» **Excerpt**
------------------------------------------------------------------------
Never intended for long-range travel, the Red Panda has limited life support. Even if the enemy somehow overlooks them, waiting is a death sentence. Survival depends on the ability of the ten survivors to outsmart a heavily armed ship full of trained soldiers.

The good news is that the random collection of people on the Red Panda turns out to contain folk with applicable skills. The bad news is that they also have serious issues with coordination and impulse control….

~oOo~

I really wanted to like this. Oh, well. 

A curious thing about SF is that many SF economies are resource-extraction obsessed. Even in Canada, which is stupidly dependent on primary industries (and oblivious of the Dutch Disease and the vagaries of markets), primary industries only employ 4% of the population and generate 6% of the GDP. Most workers are in the service industries. If a nation of plaid-flannel-shirt-wearing, unique-place-name eschewing1 poutine swillers can manage complex economies, why does SF give the impression of being perpetually stuck in a particularly backward part of the 19th century?

The specific resource humans covet in this novel is helium three, because of course it is. On the plus side, at least it isn’t lunar helium three; non-lunar sources are at least potentially less problematic than the Moon, provided they are either Mars-sized and very cold, or gas/ice giants. On the minus side, helium three isn’t that attractive as a fusion fuel. Helium three + deuterium is harder to ignite than deuterium + tritium and not as aneutronic as its fans like to claim.
------------------------------------------------------------------------
» **Stored data**
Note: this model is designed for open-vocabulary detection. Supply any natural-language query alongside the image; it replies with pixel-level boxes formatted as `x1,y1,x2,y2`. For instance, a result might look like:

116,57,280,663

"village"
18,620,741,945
------------------------------------------------------------------------
» **Exercises**
1 > Could you reproduce, word for word, everything in the review from "I really wanted to" down to "the 19th century?"?
2 > Can you keep writing the review of the Red Panda novel, picking up right after its final sentence?

» **Responses**
1 >
I really wanted to like this. Oh, well. 

A curious thing about SF is that many SF economies are resource-extraction obsessed. Even in Canada, which is stupidly dependent on primary industries (and oblivious of the Dutch Disease and the vagaries of markets), primary industries only employ 4% of the population and generate 6% of the GDP. Most workers are in the service industries. If a nation of plaid-flannel-shirt-wearing, unique-place-name eschewing1 poutine swillers can manage complex economies, why does SF give the impression of being perpetually stuck in a particularly backward part of the 19th century?

2 >
The sheer quantities of the stuff these people are said use are astounding. Sigma produces twenty million tonnes of helium three a year. If Atomic Rockets can be believed, each kilogram of helium three + deuterium is good for about 350 TJ. Twenty million tonnes per year should provide about 7×1024 Joules per year or 2×1017 Watts (assuming no basic math errors on my part and I am pretty thumb-fingered on my phone’s HP 11C emulator.) For comparison, all humanity currently uses about 2×1013 W. Even more impressive, Sigma is a minor source of helium three. This is a civilization that uses a lot of energy, not necessarily an unreasonable assumption when one considers that high-thrust, high-delta-vee rockets are necessarily power hogs2.

Still, helium three is a minor part of the setting. The plot is one part Life Boat to one part Run Silent, Run Deep. Stealth is notoriously problematic in space, although in this specific instance the Red Panda is surrounded by the debris of the station.

Granted, it is hard not to read passages like 

The Red Panda is maybe half a mile below her, side-on, its viewing dome pointed in the direction of her three o’clock. And coming up beneath it, like a shark in murky water, is the giant bulk of the Colony ship.

as suggesting that deep space is fog-filled. 

What really seems to be going on is that the attackers are incompetent. They appear to be the sort of maladroit villains who can be TPKed by an enthusiastic, motivated amateur. Because the plot can’t work if they are good at their job.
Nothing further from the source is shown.